PROBLEM – What you give back should match the entries below character for character.

ENTRIES SHOWN –

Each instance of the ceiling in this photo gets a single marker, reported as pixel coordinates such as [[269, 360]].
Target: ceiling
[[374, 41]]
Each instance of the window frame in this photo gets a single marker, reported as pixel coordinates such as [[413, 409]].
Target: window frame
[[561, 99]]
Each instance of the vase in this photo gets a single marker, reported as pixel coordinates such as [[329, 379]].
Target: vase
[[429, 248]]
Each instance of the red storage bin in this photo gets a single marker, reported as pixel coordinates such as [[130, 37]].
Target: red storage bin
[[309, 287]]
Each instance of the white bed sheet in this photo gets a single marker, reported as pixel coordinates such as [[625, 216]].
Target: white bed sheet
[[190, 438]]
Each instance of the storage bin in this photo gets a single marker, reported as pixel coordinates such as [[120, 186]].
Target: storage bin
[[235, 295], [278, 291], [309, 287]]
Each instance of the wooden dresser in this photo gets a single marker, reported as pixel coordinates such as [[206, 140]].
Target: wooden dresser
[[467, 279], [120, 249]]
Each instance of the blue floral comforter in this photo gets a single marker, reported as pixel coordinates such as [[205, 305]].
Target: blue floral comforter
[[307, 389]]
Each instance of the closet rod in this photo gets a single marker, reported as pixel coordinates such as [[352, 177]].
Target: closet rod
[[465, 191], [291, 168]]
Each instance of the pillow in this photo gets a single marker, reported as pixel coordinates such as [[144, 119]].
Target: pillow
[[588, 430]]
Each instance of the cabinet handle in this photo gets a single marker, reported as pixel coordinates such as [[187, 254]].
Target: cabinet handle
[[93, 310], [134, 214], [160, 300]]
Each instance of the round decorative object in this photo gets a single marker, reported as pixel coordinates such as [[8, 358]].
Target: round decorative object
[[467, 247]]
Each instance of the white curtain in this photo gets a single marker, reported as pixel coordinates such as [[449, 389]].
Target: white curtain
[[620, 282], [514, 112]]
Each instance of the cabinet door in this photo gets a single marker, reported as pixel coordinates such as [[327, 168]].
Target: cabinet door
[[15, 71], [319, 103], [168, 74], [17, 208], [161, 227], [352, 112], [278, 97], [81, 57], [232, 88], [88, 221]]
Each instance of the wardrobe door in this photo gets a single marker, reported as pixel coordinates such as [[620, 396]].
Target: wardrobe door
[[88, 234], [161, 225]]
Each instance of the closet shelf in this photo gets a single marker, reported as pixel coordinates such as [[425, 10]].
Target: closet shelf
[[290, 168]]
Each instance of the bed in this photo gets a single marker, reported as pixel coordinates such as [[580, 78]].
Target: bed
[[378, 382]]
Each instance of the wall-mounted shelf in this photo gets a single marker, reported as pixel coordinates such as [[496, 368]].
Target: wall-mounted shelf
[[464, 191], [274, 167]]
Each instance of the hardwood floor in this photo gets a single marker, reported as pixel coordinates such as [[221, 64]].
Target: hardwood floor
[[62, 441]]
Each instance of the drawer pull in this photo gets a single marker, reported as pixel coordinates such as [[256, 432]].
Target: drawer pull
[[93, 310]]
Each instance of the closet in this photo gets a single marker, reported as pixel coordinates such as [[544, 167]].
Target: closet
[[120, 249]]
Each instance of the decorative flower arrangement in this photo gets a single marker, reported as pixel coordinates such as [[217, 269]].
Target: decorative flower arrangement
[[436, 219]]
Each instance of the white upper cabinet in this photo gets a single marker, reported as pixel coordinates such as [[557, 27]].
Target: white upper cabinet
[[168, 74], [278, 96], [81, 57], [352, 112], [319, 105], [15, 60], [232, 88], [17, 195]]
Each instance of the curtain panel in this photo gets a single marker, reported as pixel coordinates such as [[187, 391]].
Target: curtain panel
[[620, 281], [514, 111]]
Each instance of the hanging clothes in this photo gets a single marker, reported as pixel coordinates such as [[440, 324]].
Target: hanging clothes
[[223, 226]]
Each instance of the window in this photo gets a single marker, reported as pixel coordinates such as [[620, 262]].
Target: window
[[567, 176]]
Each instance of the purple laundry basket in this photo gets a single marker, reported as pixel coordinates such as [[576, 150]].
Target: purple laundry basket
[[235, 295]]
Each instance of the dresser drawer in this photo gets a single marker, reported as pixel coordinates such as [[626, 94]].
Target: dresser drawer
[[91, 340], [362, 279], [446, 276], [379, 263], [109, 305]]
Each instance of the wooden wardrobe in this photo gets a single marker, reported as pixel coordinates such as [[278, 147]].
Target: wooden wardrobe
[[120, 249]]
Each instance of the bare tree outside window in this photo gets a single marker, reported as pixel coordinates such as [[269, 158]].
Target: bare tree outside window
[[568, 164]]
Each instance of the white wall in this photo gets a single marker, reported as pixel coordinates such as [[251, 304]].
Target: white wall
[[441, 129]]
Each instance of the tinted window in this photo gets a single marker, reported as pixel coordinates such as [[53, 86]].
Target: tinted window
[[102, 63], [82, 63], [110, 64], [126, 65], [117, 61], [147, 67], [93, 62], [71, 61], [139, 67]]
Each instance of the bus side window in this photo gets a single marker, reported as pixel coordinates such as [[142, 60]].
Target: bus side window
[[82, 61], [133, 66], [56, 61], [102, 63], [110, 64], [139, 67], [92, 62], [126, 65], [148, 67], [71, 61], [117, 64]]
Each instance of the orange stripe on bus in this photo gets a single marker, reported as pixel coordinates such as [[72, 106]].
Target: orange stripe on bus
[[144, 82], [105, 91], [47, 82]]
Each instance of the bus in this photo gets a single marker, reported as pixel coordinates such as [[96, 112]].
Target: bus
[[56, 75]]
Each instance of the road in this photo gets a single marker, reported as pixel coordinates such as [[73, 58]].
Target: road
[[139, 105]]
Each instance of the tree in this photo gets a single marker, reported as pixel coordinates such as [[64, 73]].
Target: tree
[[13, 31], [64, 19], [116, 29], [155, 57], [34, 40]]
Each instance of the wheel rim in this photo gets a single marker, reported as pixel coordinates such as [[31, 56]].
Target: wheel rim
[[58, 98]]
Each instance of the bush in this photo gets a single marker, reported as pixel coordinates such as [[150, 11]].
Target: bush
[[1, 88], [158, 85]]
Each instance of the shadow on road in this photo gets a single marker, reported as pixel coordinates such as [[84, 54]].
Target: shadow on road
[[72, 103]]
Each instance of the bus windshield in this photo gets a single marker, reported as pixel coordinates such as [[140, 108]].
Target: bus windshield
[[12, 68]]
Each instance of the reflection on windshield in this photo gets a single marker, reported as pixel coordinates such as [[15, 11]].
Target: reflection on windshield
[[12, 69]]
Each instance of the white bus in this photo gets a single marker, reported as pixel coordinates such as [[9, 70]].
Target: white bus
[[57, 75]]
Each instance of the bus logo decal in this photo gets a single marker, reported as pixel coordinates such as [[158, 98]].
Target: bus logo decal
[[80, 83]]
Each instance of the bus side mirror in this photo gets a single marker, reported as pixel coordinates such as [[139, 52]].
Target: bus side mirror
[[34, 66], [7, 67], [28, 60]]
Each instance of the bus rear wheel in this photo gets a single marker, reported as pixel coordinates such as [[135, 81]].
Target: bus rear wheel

OUTPUT FOR THIS TASK –
Each instance of the ceiling in this photo gets a single marker, reported as pixel coordinates such as [[269, 360]].
Target: ceiling
[[374, 41]]
Each instance of the window frame in this photo gets a single marker, reported as pixel coordinates such as [[413, 409]].
Target: window frame
[[561, 99]]
Each instance of the vase in this photo gets a single marker, reported as pixel coordinates such as [[329, 379]].
Target: vase
[[429, 248]]
Each instance of the red storage bin in this photo gets a single marker, reported as pixel coordinates such as [[130, 37]].
Target: red storage bin
[[309, 287]]
Each instance of the white bed sheet in this photo gets a single marker, reported as pixel coordinates such as [[625, 216]].
Target: white bed sheet
[[190, 438]]
Each instance of the storage bin in this photo gets a single marker, reported as pixel coordinates such as [[120, 186]].
Target: storage bin
[[235, 295], [278, 291], [309, 287]]
Each instance of the wooden dresser in this photo gets a single marker, reported as pixel coordinates such as [[206, 140]].
Target: wooden dresser
[[467, 279], [120, 249]]
Each instance of the blue floral comforter in this photo gets a single marker, reported as pixel coordinates such as [[205, 305]].
Target: blue floral comforter
[[307, 389]]
Each instance of the closet rod in this photo gets a single marker, reported as pixel coordinates such as [[352, 177]].
Target: closet rod
[[465, 191], [291, 168]]
Each instance of the pillow in this photo gets a single marker, reported as pixel coordinates such as [[144, 119]].
Target: pillow
[[588, 430]]
Each instance of the cabinet handle in this photo gets a single marker, reported as pixel coordinates such as [[187, 254]].
Target: cabinet handle
[[93, 310], [134, 214], [160, 300]]
Each instance of the round decorative object in this photo gets a single marker, reported as pixel coordinates such as [[8, 358]].
Target: round decorative object
[[467, 247]]
Each instance of the white curtain in this photo gets a single marker, reported as pixel coordinates such as [[449, 389]].
Target: white curtain
[[620, 282], [514, 112]]
Each instance of the cabinet door in this photo gets a single marker, reported as pixel coordinates such as [[327, 168]].
Target: cabinet door
[[15, 71], [319, 103], [168, 74], [17, 208], [161, 227], [352, 112], [278, 97], [81, 57], [232, 88], [88, 221]]
Each instance of the wardrobe door in this photo gets a single marker, reported as pixel coordinates such as [[620, 396]].
Target: wardrobe door
[[88, 234], [161, 225]]
Each instance of the closet shelf in this photo gets a single marker, reported as pixel coordinates such as [[425, 10]].
Target: closet shelf
[[290, 168]]
Each instance of the bed in this photo gets a single marker, reported as pixel coordinates such as [[580, 78]].
Target: bed
[[378, 382]]
Each instance of the wall-mounted shelf in this photo gets a single marker, reported as pixel coordinates such as [[496, 368]].
Target: wall-mounted shelf
[[464, 191], [274, 167]]
Each instance of the hardwood floor in this photo gets a single marker, reported as pixel coordinates such as [[221, 64]].
Target: hardwood floor
[[62, 441]]
Each instance of the drawer pull in this photo gets a single marker, reported as pixel coordinates such as [[256, 432]].
Target: drawer pull
[[93, 310]]
Each instance of the closet in this photo gets a single marker, reported as pixel coordinates such as [[544, 167]].
Target: closet
[[120, 249]]
Each instance of the decorative flower arrangement in this photo gets a single marker, reported as pixel coordinates such as [[217, 269]].
Target: decorative flower arrangement
[[436, 219]]
Each instance of the white upper cabinet in this photo gets a single marker, reported as pixel coordinates such as [[557, 27]].
Target: white upper cabinet
[[168, 74], [278, 96], [81, 57], [352, 112], [319, 105], [15, 60], [232, 88], [17, 195]]
Each instance of the curtain panel in this photo gets a single marker, reported as pixel coordinates such as [[187, 391]].
Target: curtain panel
[[620, 281], [514, 111]]
Each instance of the hanging clothes in this photo gets a single marker, reported as pixel coordinates such as [[440, 324]].
Target: hanging clothes
[[223, 226]]
Each instance of the window in this photo gets a single marker, reported as pixel coordinates such as [[620, 262]].
Target: window
[[567, 176]]
Each instance of the purple laundry basket in this photo gets a single marker, reported as pixel coordinates such as [[576, 150]].
Target: purple laundry basket
[[235, 295]]
Each instance of the dresser drawer in this photo gets a single marker, reported as pixel coordinates such as [[626, 94]].
Target: dresser drawer
[[91, 340], [362, 279], [446, 276], [379, 263], [109, 305]]
Each instance of the wooden wardrobe in this photo gets a single marker, reported as pixel coordinates such as [[278, 147]].
Target: wooden wardrobe
[[120, 249]]
Each instance of the bare tree outside window in this photo gets a single marker, reported as pixel coordinates such as [[269, 158]].
Target: bare tree outside window
[[568, 164]]
Each instance of the white wall in this photo gets a single marker, reported as pixel coordinates such as [[251, 304]].
Target: white wall
[[441, 129]]
Each instance of the tinted window in this photo gets a single marker, reported as pixel coordinates such as [[53, 86]].
Target: tinted window
[[102, 63], [82, 63], [110, 64], [126, 65], [117, 61], [147, 67], [93, 62], [71, 61], [139, 67]]
Each instance of the bus side window in this photo gets a single marker, reported as pixel coordinates such as [[142, 60]].
Target: bus side window
[[82, 61], [133, 66], [56, 61], [102, 63], [110, 64], [139, 67], [92, 62], [126, 65], [148, 67], [71, 61], [117, 64]]
Each instance of the orange stripe on bus in this photo gets a single marker, reported as pixel coordinates such as [[72, 106]].
Target: orange stripe on bus
[[144, 82], [105, 91], [47, 82]]
Each instance of the bus in this photo gets a single marker, reported as pixel coordinates such as [[96, 112]].
Target: bus
[[56, 75]]
Each instance of the road in this photo gets a single marker, reported as pixel coordinates such as [[73, 58]].
Target: road
[[139, 105]]
Each instance of the tree in this photo gets a single marker, reported as pixel coordinates such as [[64, 73]].
Target: tree
[[13, 31], [64, 19], [116, 29], [155, 57], [34, 40]]
Each instance of the wheel rim in this photo gets a single marker, reported as pixel coordinates such as [[31, 56]].
Target: wheel rim
[[58, 98]]
Each instance of the bush in this photo gets a single marker, reported as pixel coordinates such as [[150, 11]].
Target: bush
[[1, 88], [158, 85]]
Each instance of the shadow on road in this photo gets a single marker, reported as pixel coordinates such as [[84, 54]].
Target: shadow on road
[[72, 103]]
Each instance of the bus windshield in this photo gets a single marker, reported as pixel coordinates such as [[140, 108]].
Target: bus windshield
[[12, 68]]
Each instance of the reflection on windshield in this photo gets a single marker, reported as pixel coordinates such as [[15, 11]].
Target: reflection on windshield
[[12, 69]]
Each instance of the white bus in this photo gets a single marker, reported as pixel coordinates such as [[9, 70]].
Target: white bus
[[57, 75]]
Each instance of the bus logo decal in this photo gets a single marker, reported as pixel coordinates such as [[158, 98]].
Target: bus logo decal
[[80, 83]]
Each instance of the bus side mirror in this photo gets a single marker, reported as pixel coordinates such as [[139, 52]].
Target: bus side mirror
[[34, 66], [7, 67], [28, 60]]
Each instance of the bus rear wheel in this photo gets a single marker, reported as pixel coordinates such as [[135, 81]].
Target: bus rear wheel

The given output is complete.